STATED PROBLEM 1 =>
Please transcribe the passage of the Mappi River text below, starting at "- • average: (Period: 2002–2011)580" and ending at "was 3577 mm.".

-- Start of TEXT SHOWN --

Location
- Country: Indonesia

Physical characteristics
- • location: South Papua
- Mouth: Digul
- Length: 145 km (90 mi)
- Basin size: 8,307 km^{2} (3,207 mi^{2}) 9,581.7 km^{2} (3,699.5 mi^{2})
- • average: (Period: 2002–2011)580 m^{3}/s (20,000 cu ft/s) (Period: 1971–2000)540.7 m^{3}/s (19,090 cu ft/s)

= Mappi River =

The Mapi River or Mappi River (Indonesian: Sungai Mapi) is a river in South Papua, Indonesia.

==Geography==
The river flows in South Papua with a predominantly tropical rainforest climate (designated as Af in the Köppen-Geiger climate classification). The annual average temperature in the area is 22 °C. The warmest month is February when the average temperature is around 24 °C, and the coldest is June, at 20 °C. The average annual rainfall is 3143 mm. The wettest month is February, with an average of 403 mm rainfall, and the driest is July, with 66 mm rainfall. The average rainfall for the whole catchment area between 2002 and 2011 was 3577 mm.

-- End of TEXT SHOWN --
-- Start of PROVIDED DATA --

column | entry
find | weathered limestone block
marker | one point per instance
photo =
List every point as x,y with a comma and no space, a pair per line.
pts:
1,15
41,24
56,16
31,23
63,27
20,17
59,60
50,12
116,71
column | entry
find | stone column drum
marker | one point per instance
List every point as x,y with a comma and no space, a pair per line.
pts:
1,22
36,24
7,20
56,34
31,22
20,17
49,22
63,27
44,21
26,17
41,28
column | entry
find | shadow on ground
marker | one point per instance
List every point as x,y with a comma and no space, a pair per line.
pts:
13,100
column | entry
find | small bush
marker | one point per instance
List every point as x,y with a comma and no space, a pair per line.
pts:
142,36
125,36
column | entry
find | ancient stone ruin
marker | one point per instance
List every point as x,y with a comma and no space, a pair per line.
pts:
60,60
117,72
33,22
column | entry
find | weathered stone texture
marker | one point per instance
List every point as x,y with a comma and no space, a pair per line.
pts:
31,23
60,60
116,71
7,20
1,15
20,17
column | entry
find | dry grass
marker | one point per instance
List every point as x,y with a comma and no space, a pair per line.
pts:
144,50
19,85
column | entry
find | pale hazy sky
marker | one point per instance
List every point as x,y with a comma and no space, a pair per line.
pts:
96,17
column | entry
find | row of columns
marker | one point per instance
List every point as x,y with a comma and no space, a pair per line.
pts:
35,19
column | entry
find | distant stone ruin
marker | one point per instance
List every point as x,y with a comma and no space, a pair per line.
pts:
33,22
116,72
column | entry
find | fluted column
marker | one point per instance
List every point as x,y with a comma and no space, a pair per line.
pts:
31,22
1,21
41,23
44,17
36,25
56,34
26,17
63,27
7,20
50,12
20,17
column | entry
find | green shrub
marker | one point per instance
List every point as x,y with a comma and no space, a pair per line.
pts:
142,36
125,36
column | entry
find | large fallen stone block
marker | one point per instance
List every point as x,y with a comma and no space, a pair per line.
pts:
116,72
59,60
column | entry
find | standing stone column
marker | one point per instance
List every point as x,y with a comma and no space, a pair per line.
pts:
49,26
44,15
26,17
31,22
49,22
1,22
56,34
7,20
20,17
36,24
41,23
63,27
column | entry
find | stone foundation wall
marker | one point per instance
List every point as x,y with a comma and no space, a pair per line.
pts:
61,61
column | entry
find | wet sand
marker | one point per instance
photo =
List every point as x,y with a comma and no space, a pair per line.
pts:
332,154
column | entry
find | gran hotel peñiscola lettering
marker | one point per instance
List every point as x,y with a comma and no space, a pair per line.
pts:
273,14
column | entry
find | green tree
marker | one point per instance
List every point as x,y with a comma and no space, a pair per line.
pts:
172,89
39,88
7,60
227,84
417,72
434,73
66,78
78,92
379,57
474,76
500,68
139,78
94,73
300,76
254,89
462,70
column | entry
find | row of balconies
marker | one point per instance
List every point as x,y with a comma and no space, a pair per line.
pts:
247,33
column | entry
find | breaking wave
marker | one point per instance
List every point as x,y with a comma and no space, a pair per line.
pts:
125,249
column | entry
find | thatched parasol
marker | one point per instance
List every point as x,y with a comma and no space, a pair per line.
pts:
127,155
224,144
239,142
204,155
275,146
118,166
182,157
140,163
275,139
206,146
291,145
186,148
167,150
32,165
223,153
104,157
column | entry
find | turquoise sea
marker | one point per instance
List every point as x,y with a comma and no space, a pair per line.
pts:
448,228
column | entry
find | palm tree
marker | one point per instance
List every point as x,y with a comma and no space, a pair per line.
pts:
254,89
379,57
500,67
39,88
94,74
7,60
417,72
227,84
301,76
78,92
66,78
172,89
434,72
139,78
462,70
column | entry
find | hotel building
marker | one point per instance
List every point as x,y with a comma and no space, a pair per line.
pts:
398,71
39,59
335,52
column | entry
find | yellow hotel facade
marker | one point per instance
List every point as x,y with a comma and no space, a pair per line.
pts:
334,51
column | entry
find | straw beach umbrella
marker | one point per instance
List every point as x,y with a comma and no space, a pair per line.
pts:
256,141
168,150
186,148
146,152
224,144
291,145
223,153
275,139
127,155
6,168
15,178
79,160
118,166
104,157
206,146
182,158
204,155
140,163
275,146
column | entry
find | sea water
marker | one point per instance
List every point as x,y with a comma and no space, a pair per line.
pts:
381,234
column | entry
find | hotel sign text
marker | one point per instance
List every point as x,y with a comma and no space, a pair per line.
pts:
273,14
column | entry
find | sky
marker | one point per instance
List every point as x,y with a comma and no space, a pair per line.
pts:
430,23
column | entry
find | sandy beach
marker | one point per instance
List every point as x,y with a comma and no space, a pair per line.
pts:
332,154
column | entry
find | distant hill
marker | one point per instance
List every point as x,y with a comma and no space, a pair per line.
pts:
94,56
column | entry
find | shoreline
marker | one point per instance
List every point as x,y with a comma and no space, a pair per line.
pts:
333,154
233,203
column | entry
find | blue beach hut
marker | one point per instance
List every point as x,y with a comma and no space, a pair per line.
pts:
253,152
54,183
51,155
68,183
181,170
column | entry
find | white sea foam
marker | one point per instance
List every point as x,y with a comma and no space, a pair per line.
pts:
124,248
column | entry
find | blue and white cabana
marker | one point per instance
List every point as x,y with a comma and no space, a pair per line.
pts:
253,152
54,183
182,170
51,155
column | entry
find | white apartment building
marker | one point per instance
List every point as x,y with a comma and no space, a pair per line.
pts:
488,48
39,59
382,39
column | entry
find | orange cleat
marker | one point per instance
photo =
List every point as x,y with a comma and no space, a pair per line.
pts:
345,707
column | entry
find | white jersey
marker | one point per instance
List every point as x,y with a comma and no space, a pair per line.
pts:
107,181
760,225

-- End of PROVIDED DATA --

STATED PROBLEM 2 =>
How many lines of the records above contain the string "hotel", with case counting? Reply with the number alone.

TASK RESULT 1 =>
- • average: (Period: 2002–2011)580 m^{3}/s (20,000 cu ft/s) (Period: 1971–2000)540.7 m^{3}/s (19,090 cu ft/s)

= Mappi River =

The Mapi River or Mappi River (Indonesian: Sungai Mapi) is a river in South Papua, Indonesia.

==Geography==
The river flows in South Papua with a predominantly tropical rainforest climate (designated as Af in the Köppen-Geiger climate classification). The annual average temperature in the area is 22 °C. The warmest month is February when the average temperature is around 24 °C, and the coldest is June, at 20 °C. The average annual rainfall is 3143 mm. The wettest month is February, with an average of 403 mm rainfall, and the driest is July, with 66 mm rainfall. The average rainfall for the whole catchment area between 2002 and 2011 was 3577 mm.

TASK RESULT 2 =>
4